• WORK TASK 1:
In the post on ENA genome annotation updates, which submission interface is the only one allowed for genome and transcriptome assemblies?
• WORK TASK 2:
Write the next part of the post on updating a genome annotation on the ENA with Webin-CLI, starting right after its final sentence.

Top of PROVIDED TEXT

Updates to a genome annotation on the ENA via Webin-CLI

February 18 2020

Background

The European Nucleotide Archive (ENA) stores and manages genome and sequence data and shares these with DDBJ and NCBI as part of its role in the INSDC. If all these acronyms are already confusing see this previous post. The ENA allows submission of new data by different routes depending on the source type. For raw reads they can use the interactive web form, by command line using their Webin-CLI program or programmatically. However it seems that for some things you now must use the Webin-CLI. According to the documentation: “Genome and transcriptome assemblies can only be submitted using the Webin-CLI submission interface.” NCBI have their own submission portal which some might find easier to use. It is only necessary to submit to one of the INSDC databases since they are synced.

Bottom of PROVIDED TEXT
Top of DATASET EXTRACT

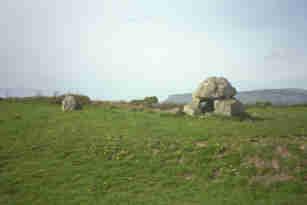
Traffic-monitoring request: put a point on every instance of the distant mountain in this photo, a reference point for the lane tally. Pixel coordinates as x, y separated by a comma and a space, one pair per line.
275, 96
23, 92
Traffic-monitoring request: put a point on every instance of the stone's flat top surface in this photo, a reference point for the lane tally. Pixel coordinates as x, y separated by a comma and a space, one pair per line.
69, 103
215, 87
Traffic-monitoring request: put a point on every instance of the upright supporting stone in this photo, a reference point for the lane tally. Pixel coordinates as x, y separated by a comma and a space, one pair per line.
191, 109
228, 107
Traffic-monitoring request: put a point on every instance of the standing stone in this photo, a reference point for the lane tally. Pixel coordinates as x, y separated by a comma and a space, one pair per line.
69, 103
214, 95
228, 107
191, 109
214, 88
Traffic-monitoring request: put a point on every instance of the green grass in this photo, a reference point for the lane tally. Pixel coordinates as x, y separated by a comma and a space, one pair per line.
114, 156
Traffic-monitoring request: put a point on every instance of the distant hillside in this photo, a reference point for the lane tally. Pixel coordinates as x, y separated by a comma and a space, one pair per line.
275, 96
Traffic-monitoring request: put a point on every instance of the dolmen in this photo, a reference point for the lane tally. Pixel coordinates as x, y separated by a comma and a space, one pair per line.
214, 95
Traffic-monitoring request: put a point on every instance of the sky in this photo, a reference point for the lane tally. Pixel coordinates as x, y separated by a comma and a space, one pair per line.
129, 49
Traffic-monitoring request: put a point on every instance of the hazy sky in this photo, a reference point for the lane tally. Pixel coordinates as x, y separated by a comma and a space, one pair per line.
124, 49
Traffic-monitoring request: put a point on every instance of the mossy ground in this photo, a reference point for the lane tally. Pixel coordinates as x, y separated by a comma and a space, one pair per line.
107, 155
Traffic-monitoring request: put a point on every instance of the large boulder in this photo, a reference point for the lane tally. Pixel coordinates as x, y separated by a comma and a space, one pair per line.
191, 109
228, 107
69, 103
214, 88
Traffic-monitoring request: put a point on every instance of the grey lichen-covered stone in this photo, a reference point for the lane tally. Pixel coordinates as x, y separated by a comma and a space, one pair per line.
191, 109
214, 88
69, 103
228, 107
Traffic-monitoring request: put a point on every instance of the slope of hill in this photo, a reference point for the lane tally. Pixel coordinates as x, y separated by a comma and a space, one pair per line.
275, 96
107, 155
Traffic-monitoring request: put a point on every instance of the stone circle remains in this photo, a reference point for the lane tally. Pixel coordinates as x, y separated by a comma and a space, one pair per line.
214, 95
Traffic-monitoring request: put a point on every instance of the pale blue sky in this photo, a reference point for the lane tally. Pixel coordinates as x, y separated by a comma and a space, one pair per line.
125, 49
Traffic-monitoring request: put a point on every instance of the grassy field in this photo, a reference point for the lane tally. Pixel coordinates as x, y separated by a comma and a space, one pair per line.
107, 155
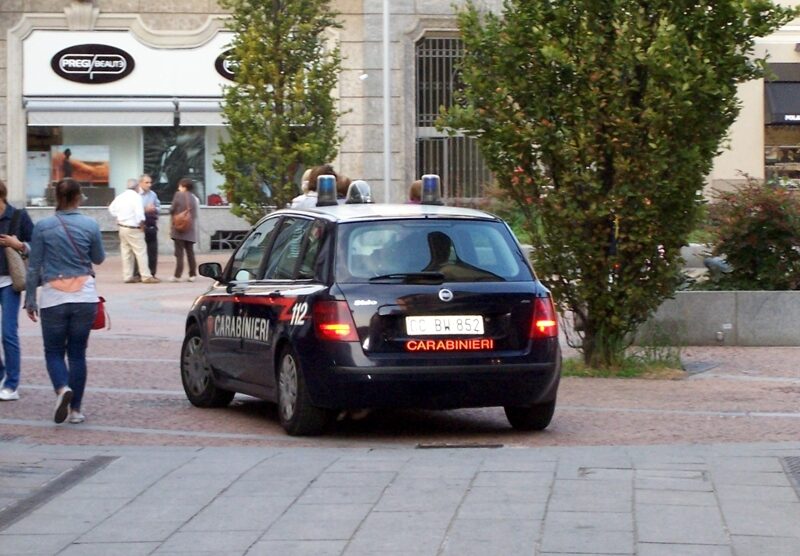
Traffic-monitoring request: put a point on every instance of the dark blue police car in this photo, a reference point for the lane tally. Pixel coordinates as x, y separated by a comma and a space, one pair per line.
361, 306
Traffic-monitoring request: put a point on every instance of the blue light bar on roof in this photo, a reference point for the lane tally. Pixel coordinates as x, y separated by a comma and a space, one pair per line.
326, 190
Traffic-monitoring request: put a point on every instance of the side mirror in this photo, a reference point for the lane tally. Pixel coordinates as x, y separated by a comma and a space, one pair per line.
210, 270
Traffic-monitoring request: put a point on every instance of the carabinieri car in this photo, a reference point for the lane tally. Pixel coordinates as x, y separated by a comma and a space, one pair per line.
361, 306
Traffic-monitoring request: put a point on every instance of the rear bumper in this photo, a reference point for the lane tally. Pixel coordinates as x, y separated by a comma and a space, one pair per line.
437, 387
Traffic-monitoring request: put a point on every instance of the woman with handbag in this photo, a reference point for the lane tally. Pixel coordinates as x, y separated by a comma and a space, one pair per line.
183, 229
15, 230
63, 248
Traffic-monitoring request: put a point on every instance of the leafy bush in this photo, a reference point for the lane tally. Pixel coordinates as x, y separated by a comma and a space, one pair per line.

Bottom of DATASET EXTRACT

• ANSWER AREA 1:
The Webin-CLI submission interface.

• ANSWER AREA 2:
Updating (older) genome annotations is a bit of a pain

Using the Webin command line tool seems tricky at first but it is at least documented quite well. One particular task that I found difficult though is genome annotation updates. This wouldn’t be a very common problem because I would guess that once the vast majority of genomes are submitted, the annotation is not changed. That’s because they are nearly all automatically generated. On Genbank when submitting microbial assemblies you can use their Prokaryotic Annotation Pipeline (PGAP) to do the annotation. For the ENA you can use another program like RAST and upload your file. However if there is already an annotation and you want to update it, it’s a little more confusing. Some existing reference genomes were annotated in the days before automation and were manually curated. Some still are. I am referring here to mainly bacterial genomes. Updating them used to require sending an e-mail to the ENA. So using this tool is certainly better. Here is how it’s done.

Preparing annotations

The content of this article assumes you are already working with an existing flat file in embl or genbank format. As I said, these are largely made automatically nowadays. The problem comes when you want to edit them. You can’t do it online interactively, hence the need to go through the submission process. Artemis is a Sanger program traditionally used to edit these files. In my case I used Python to do it programmatically as I wished to do batch updates to multiple features.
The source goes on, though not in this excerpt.